(Named-object pointing records)
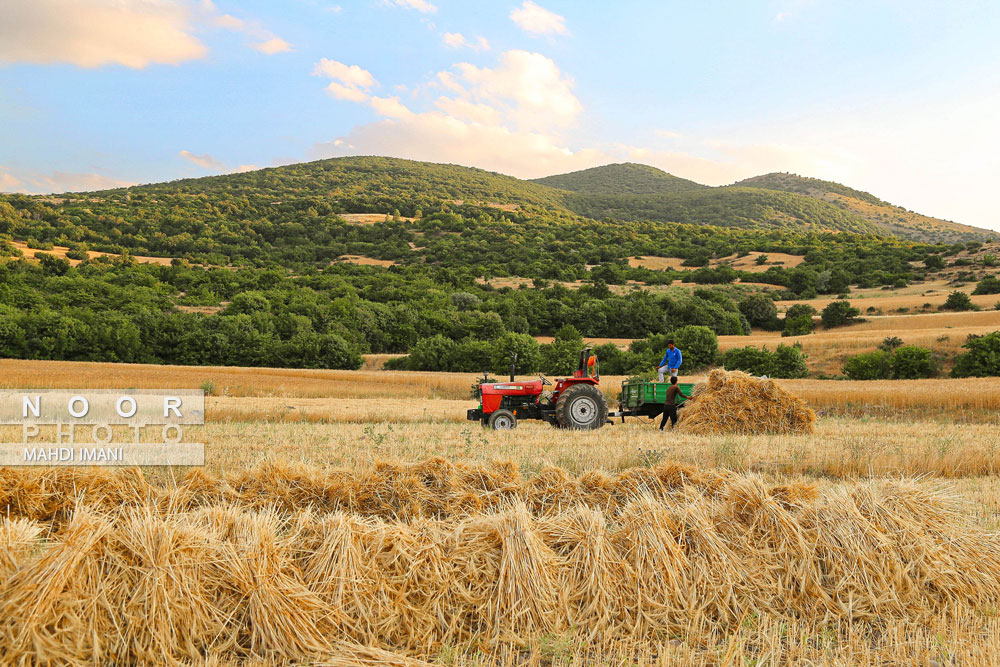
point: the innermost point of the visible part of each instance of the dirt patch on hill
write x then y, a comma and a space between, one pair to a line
60, 251
365, 261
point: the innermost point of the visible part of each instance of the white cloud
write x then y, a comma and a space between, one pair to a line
528, 87
205, 161
32, 182
92, 33
273, 46
420, 5
349, 75
339, 91
456, 40
265, 41
667, 134
538, 20
350, 82
390, 107
8, 183
501, 118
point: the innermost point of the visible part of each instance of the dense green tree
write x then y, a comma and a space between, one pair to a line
958, 301
982, 358
839, 313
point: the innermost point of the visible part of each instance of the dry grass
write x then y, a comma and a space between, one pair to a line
971, 398
734, 402
313, 537
745, 263
365, 261
828, 349
914, 297
397, 563
60, 251
369, 218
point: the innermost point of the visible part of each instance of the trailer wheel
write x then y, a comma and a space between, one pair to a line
502, 420
582, 406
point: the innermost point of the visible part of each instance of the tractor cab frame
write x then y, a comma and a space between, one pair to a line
576, 402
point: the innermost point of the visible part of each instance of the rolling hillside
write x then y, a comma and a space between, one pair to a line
639, 192
889, 218
297, 213
619, 179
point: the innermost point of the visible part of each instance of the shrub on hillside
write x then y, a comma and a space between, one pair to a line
982, 358
911, 362
749, 359
958, 301
934, 262
839, 313
875, 365
988, 285
907, 362
787, 361
760, 311
529, 354
890, 343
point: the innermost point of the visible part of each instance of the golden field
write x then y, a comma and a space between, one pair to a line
356, 518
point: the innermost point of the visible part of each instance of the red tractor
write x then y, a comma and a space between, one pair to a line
576, 402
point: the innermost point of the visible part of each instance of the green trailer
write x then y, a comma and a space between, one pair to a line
646, 399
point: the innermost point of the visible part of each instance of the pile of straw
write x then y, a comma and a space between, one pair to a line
734, 402
240, 573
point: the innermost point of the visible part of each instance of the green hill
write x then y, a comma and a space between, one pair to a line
886, 217
296, 213
618, 179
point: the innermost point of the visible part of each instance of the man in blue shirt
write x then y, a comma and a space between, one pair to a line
671, 361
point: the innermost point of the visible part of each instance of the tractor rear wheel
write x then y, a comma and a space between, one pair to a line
502, 420
581, 407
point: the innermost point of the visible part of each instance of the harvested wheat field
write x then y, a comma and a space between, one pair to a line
399, 564
734, 402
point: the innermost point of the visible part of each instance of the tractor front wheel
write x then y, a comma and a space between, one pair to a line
502, 420
582, 406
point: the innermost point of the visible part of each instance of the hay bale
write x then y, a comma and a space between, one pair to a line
734, 402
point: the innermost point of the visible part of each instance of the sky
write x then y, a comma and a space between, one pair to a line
897, 97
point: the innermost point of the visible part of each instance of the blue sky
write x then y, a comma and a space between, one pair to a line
898, 98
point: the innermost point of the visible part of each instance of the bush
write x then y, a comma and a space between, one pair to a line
911, 362
839, 313
934, 262
561, 356
800, 309
982, 358
988, 285
760, 311
787, 361
749, 359
890, 343
869, 366
958, 301
611, 359
431, 354
529, 354
797, 326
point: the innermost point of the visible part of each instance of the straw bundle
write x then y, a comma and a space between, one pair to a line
687, 549
734, 402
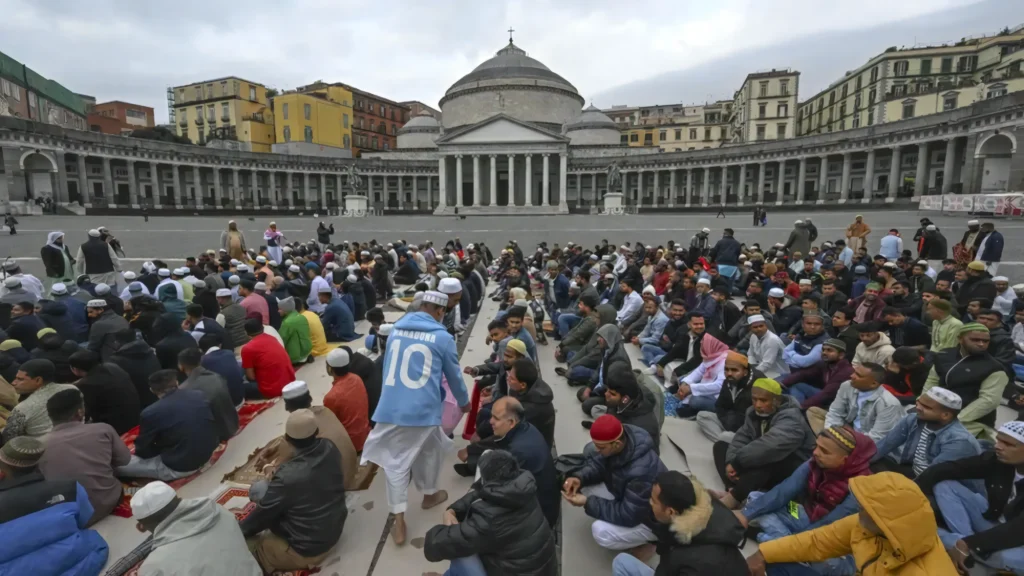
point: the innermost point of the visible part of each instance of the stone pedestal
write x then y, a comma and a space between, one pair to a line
612, 204
355, 206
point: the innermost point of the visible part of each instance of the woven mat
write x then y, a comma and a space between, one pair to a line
247, 413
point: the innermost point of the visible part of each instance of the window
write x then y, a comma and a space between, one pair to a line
908, 109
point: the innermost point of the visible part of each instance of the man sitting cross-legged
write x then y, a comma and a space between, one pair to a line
614, 485
773, 442
931, 436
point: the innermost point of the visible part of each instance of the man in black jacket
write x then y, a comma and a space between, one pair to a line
730, 408
300, 511
696, 534
987, 526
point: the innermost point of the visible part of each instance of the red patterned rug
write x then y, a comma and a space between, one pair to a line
247, 413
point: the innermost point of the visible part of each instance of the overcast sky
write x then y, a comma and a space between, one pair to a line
402, 49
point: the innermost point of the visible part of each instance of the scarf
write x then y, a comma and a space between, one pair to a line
826, 489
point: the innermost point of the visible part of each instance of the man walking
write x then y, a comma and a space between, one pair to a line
408, 441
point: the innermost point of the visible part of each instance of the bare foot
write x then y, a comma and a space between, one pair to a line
398, 529
433, 499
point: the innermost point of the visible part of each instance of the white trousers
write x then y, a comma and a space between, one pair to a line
615, 537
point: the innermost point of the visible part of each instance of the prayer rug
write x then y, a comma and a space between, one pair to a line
249, 411
235, 498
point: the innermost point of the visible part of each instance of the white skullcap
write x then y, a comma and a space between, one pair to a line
1015, 429
435, 297
294, 389
944, 397
338, 358
450, 286
151, 499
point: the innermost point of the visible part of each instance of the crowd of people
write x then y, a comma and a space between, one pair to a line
849, 401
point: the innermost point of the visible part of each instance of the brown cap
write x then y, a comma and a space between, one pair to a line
301, 424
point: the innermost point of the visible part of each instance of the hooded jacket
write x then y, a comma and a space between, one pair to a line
199, 537
765, 440
700, 540
502, 523
910, 545
629, 476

_Job_: From the listing above, print every entry precisely and drop the pictures.

_Solved problem_:
point: the innermost point of the visible part of each instance of the dirt patch on hill
write x then y, a comma and a space between, one pair to a line
60, 251
365, 261
point: the innermost point of the visible part of each instance of the white cloud
write x then y, a comma and a space between, one pair to a line
528, 87
205, 161
32, 182
92, 33
273, 46
420, 5
349, 75
339, 91
456, 40
265, 41
667, 134
538, 20
350, 82
390, 107
8, 183
501, 118
point: the innermost point of the visible part of each instance of the dense green tree
write x then y, a comma and a space between, one pair to a line
958, 301
982, 358
839, 313
point: the innermost point of the visible part of each instance of the dry grass
write x then y, a comma and a space between, one pair to a line
971, 398
734, 402
313, 537
745, 263
365, 261
828, 349
914, 297
397, 563
60, 251
369, 218
point: the innermost point of the visible part of each instance of the trailer wheel
write x then y, a comma and a space between, one pair to a line
502, 420
582, 406
point: the innermost point of the visible part of each instance of the tractor cab frame
write x then y, a comma and a space between, one pair to a line
576, 402
point: the innermost point of the visible part of each instance of the rolling hillside
write x then y, a comma and a space between, one pair to a line
639, 192
889, 218
297, 213
619, 179
point: the innermost point of the visible part of each instance of the shrub on hillside
write x then y, a comma and a space between, one pair to a line
982, 358
911, 362
749, 359
958, 301
934, 262
839, 313
875, 365
988, 285
907, 362
787, 361
760, 311
529, 354
890, 343
point: the innermost point of the visible part of each instance of the golden field
write x then y, a comma and a space between, one pair to a line
356, 518
point: the innermost point of the visible part of each instance of the red tractor
write x then y, a comma and a space between, one pair to a line
576, 402
point: the innermost point of the visible part of each instance of the green trailer
write x then y, a comma and a space between, one pair to a line
646, 399
point: the innermost point of the visible part of each instance of the pile of straw
write x then y, a comma and a space between, one pair to a line
734, 402
240, 573
point: the innermost point of the visible part of each instance of the green hill
write x then y, a comma and a space between, one pair to a line
886, 217
296, 213
618, 179
point: the innermost point of the visible part of each instance of the man in blue shirt
write x then y, a comma and a space between, one pair to a line
671, 361
point: the innermost point of the visible part of each instance of the tractor rear wheel
write x then y, a comma and a space between, one pair to a line
502, 420
581, 407
point: the innermost point of the visible part of each instance of the harvested wheat field
write x then y, a comma and a space between, one pair to a line
399, 564
734, 402
point: the innermost point of the visible part of each instance of the tractor front wheel
write x then y, a comma and a space between, one pair to a line
502, 420
582, 406
point: the innermost point of the visible part of each instance of the hay bale
write x then y, a comma and a space between, one pair to a line
734, 402
point: the innermost point of the visible part of each instance of the sky
write x then y, a comma and a space between, one pair to a line
897, 97
point: the innermost point of the visible part of each instance of the blue sky
write x then y, a comma and a space between, one pair to a line
898, 98
point: the innermost point of the visible part of each instance of the bush
write x then y, a comma and a space between, one pair to a line
911, 362
839, 313
934, 262
561, 356
800, 309
982, 358
988, 285
760, 311
787, 361
749, 359
890, 343
869, 366
958, 301
611, 359
431, 354
529, 354
797, 326
point: the innermost point of the visible part of each instance of the straw bundle
write x then y, a comma and a space between, one pair to a line
687, 549
734, 402
point: the innermost point of the visible part of each instance of the stone pedestal
write x then y, a comma and a space between, one pair to a line
612, 204
355, 206
point: the innermost point of the visible part of each instance of the woven mat
write x then y, a comma and a space between, one pair to a line
247, 413
point: the innermost point of the visible part of each instance of the window
write x then y, a comma and a space between, one pair to a line
908, 109
point: the innermost point of the visible part of each instance of the man sitting cross-legged
write x then y, a comma and a space between, one pair to a line
614, 485
773, 442
931, 436
point: the innermost point of the visible part of each instance of the man in black jacket
write x then y, a comma and a space between, one pair to a line
730, 408
300, 511
696, 534
987, 526
point: the innermost point of the visible part of each instance of the red patterned rug
write x then y, a comma and a space between, one pair to a line
247, 413
point: the innermost point of the visible part of each instance of the overcast sky
write x then y, a comma and a space between, one pair to a line
402, 49
point: the innermost point of the visible part of each instance of the scarf
write x then y, a comma and a space between, one pair to a line
826, 489
point: the innermost point of the visible part of each instance of the man walking
write x then y, a comma and a space between, one pair to a line
408, 441
point: the innermost point of the visible part of each instance of the bare foot
write x then y, a comma and a space between, one pair to a line
398, 529
433, 499
point: the innermost point of the visible part of each instance of the white trousers
write x then y, a comma and a space between, one pair to a line
615, 537
point: the innermost point of the visible part of each instance of the prayer rug
write x then y, a comma and a space between, one pair to a line
249, 411
235, 498
point: the innermost point of the visible part of each instance of the white skullcap
write x then y, a comma and a space between, one pair to a line
1015, 429
435, 297
294, 389
944, 397
338, 358
450, 286
151, 499
point: the innermost point of the visible part of each instance of the crowd of people
write x then y, a comma and a space between, one pair to a line
849, 401
point: the innermost point of the visible part of each instance of the brown cap
write x then y, a comma and a space between, one pair to a line
301, 424
point: the innermost point of the visible part of each instance of the hooded jacket
write x then y, a comma and a space between, one pair to a line
199, 537
765, 440
700, 540
502, 523
910, 545
629, 476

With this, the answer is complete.